> **EXERCISE BRIEF**: Could you transcribe every line of the items below word for word, leaving the pictures out of your answer?
· · · ·
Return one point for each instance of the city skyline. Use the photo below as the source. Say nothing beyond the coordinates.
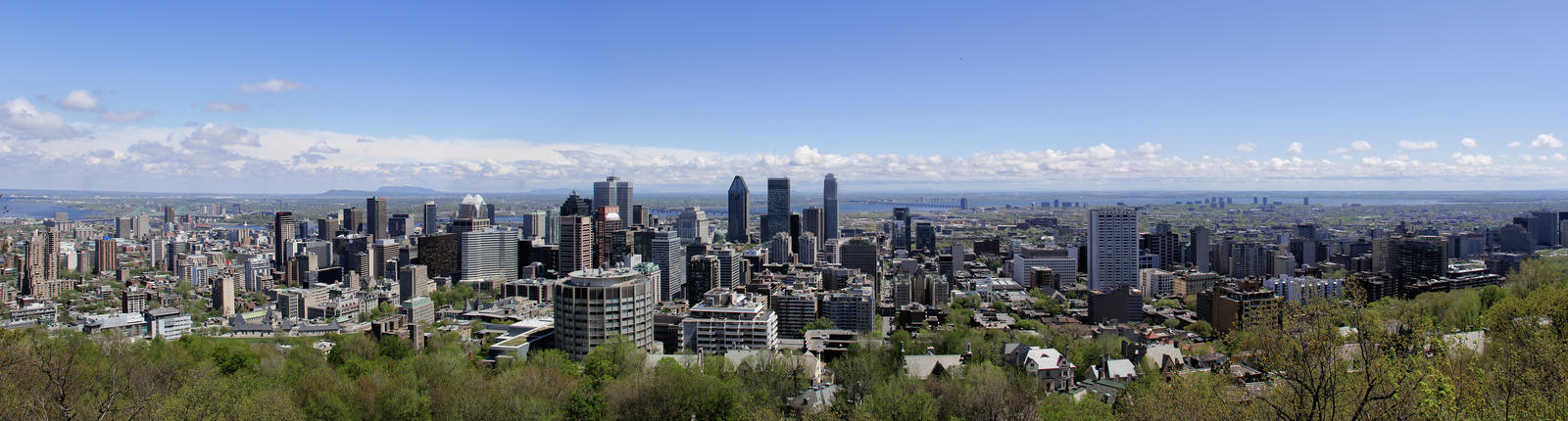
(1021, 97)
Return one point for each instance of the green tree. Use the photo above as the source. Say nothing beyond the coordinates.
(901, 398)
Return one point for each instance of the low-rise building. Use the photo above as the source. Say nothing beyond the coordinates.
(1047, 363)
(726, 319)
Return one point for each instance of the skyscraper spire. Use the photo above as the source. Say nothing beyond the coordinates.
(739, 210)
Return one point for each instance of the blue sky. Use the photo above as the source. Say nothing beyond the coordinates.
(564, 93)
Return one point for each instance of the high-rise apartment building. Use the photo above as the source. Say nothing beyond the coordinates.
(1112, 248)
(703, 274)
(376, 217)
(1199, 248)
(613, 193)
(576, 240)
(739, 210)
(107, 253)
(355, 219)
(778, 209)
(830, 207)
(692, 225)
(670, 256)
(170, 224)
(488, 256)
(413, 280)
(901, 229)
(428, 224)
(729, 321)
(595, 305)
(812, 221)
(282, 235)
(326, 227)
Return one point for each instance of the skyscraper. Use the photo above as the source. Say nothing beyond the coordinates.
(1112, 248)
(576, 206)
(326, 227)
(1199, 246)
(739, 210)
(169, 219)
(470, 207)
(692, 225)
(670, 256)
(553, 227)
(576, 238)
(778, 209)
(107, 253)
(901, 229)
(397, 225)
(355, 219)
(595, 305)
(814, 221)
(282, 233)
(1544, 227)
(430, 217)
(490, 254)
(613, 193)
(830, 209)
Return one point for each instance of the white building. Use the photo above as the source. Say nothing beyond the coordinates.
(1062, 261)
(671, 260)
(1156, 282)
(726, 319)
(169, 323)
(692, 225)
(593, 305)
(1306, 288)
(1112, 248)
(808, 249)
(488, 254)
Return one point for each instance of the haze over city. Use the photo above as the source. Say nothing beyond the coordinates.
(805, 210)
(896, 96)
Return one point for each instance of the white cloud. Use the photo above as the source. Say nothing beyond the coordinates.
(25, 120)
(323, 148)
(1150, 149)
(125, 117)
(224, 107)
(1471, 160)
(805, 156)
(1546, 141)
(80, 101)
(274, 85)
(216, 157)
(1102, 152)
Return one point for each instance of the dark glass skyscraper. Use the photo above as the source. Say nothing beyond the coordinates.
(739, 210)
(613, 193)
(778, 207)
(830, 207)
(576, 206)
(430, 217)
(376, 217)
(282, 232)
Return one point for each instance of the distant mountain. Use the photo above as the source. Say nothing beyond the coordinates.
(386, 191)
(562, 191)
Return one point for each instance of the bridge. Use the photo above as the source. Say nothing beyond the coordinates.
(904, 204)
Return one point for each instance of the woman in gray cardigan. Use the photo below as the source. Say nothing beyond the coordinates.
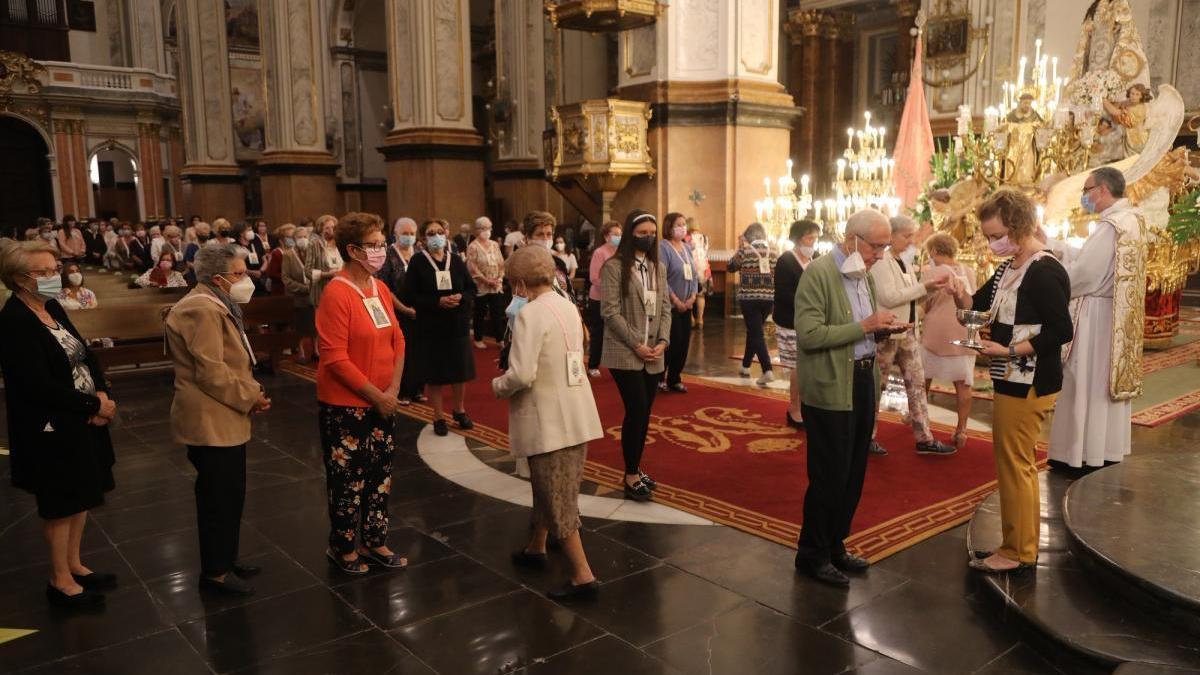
· · · ·
> **FINISHED ANSWER**:
Return one point for each instance of the city skyline. Use the photo below as the source. Say nothing beyond the coordinates.
(1021, 97)
Return one point for each instance of the green tree. Use the photo above as the source. Say nothing beyond the coordinates.
(901, 398)
Return one point for each instance of the low-rise building. Use the photo above as the source. Say nothing beyond the coordinates.
(1047, 363)
(726, 319)
Return one point for each instance of the skyscraper spire. Use the photo above as the source. Say nothing beyond the coordinates.
(739, 210)
Return one point for each instance of the blue sky. Use the photo above as the source. Say nothing beyond the coordinates.
(564, 93)
Return one point for each instance of the high-rise apartment building. Use the photo above as the source. Say nothing beyond the coordinates.
(1112, 248)
(703, 274)
(376, 217)
(1199, 248)
(613, 193)
(576, 240)
(739, 210)
(107, 253)
(355, 219)
(778, 209)
(830, 207)
(692, 225)
(670, 256)
(170, 224)
(488, 256)
(413, 280)
(901, 229)
(428, 224)
(729, 321)
(595, 305)
(812, 221)
(282, 235)
(326, 227)
Return one point for each instance of the skyscraper. Use the photo above as the source. Say nothing beyond the coordinates.
(1112, 248)
(576, 206)
(326, 227)
(1199, 246)
(739, 210)
(169, 219)
(470, 207)
(692, 225)
(670, 256)
(553, 227)
(576, 238)
(778, 209)
(107, 253)
(901, 229)
(397, 225)
(355, 219)
(595, 305)
(814, 221)
(282, 233)
(1544, 227)
(430, 217)
(490, 254)
(613, 193)
(830, 209)
Return one point for each instance of the white building. Use the photo above as the source. Say nothing beyond the coordinates.
(1062, 261)
(671, 260)
(1156, 282)
(726, 319)
(169, 323)
(692, 225)
(593, 305)
(1306, 288)
(1112, 248)
(808, 249)
(488, 254)
Return one point for each instance of the haze over city. Use the photo above as the source. Say nothing beyond the coordinates.
(805, 210)
(896, 96)
Return one point for each instance of the white cloud. Use the photo above as the source. Say nothing beyond the coordinates.
(25, 120)
(323, 148)
(1150, 149)
(125, 117)
(224, 107)
(1471, 160)
(805, 156)
(1546, 141)
(80, 101)
(274, 85)
(216, 157)
(1102, 152)
Return one point for each instance of the dark glass skyscraper. Use the photo above as the source. Say nothing beyond the coordinates.
(739, 210)
(613, 193)
(778, 207)
(830, 207)
(576, 206)
(430, 217)
(376, 217)
(282, 232)
Return one point for each instance of the distant mountain. Use the photo above as the source. Say nothing beyond the coordinates.
(386, 191)
(562, 191)
Return one point for each instance of the bridge. Use the photo above as the source. Say nothing beyond the coordinates.
(904, 204)
Return one point for each instance of the woman in gray cardigan. Use the photo below as the source. Say nothing beyond the coordinates.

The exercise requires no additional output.